— Selected passage —
━━━━━━━━

Now it turns out – and I have Peter Salmon to thank for this – that Gabriele Richter of the University of Rostock in Germany has access to Wilhelm Bergmann’s 10 volumes of diaries and other texts he wrote about his time in New Guinea from 1928 to 1968.
In these volumes Bergmann describes situations of ‘first contact’, when the Western and Chimbu worlds collided and it was not yet determined how power between the two would be divided. Gabriele Richter writes: “In his autobiography, these moments appear as decisive experiences for him.” She says the Christian missions were not ‘innocent enterprises’ that eschewed power conflict and Bergmann’s writings tell how, step by step, he accumulated power and related it to religion.

━━━━━━━━

— Supplied entries —
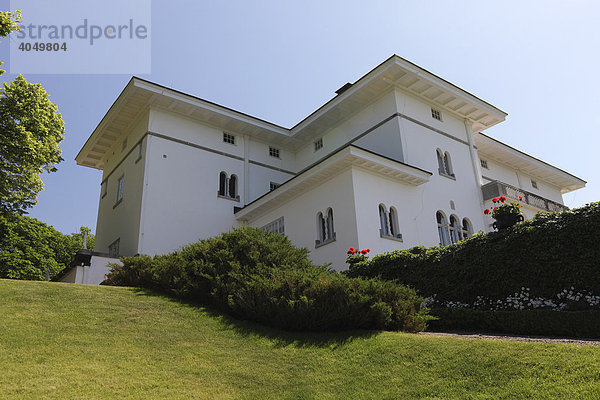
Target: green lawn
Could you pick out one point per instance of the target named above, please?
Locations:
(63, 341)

━━━━━━━━

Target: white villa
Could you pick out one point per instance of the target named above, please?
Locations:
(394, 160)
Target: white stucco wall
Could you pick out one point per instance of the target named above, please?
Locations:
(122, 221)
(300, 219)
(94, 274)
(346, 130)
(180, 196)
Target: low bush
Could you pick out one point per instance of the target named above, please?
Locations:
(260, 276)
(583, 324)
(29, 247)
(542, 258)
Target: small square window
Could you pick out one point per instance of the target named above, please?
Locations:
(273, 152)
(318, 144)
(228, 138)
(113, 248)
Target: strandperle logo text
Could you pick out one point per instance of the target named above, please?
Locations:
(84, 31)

━━━━━━━━

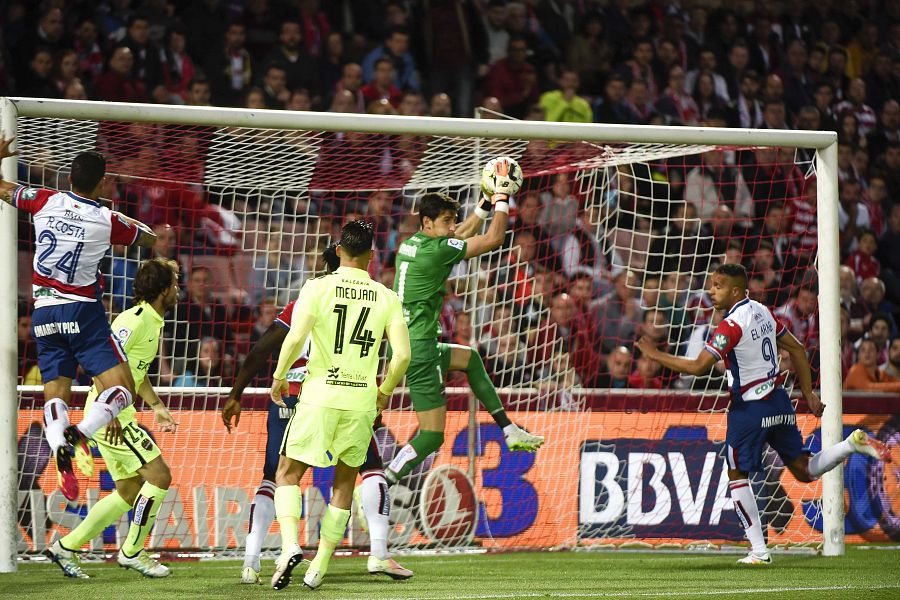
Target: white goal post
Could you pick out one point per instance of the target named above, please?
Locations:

━━━━━━━━

— Complete the following —
a - Copy the passage about Wilhelm Bergmann's New Guinea diaries word for word, starting at "Now it turns" and ending at "1928 to 1968.".
b - Extend the passage about Wilhelm Bergmann's New Guinea diaries, picking up after its final sentence.

— Written responses —
a -
Now it turns out – and I have Peter Salmon to thank for this – that Gabriele Richter of the University of Rostock in Germany has access to Wilhelm Bergmann’s 10 volumes of diaries and other texts he wrote about his time in New Guinea from 1928 to 1968.

b -
Ms Richter will present a forum on Bergmann at the Australian National University on Tuesday 27 November between 11 am and noon. If you’re interested in attending, call Oanh Collins on 02 6125 3106.
Photo: Kundiawa from the air, Wikipedia
Keith,
In turn I have to thank Paul Oates for drawing my attention to this ANU event.
Wasn't there a story floating around that Bergmann had painted the swastika on the roof of the mission buildings during WWII or was this simply a libelous invention of ours cooked up during those many hours supporting the social club bar.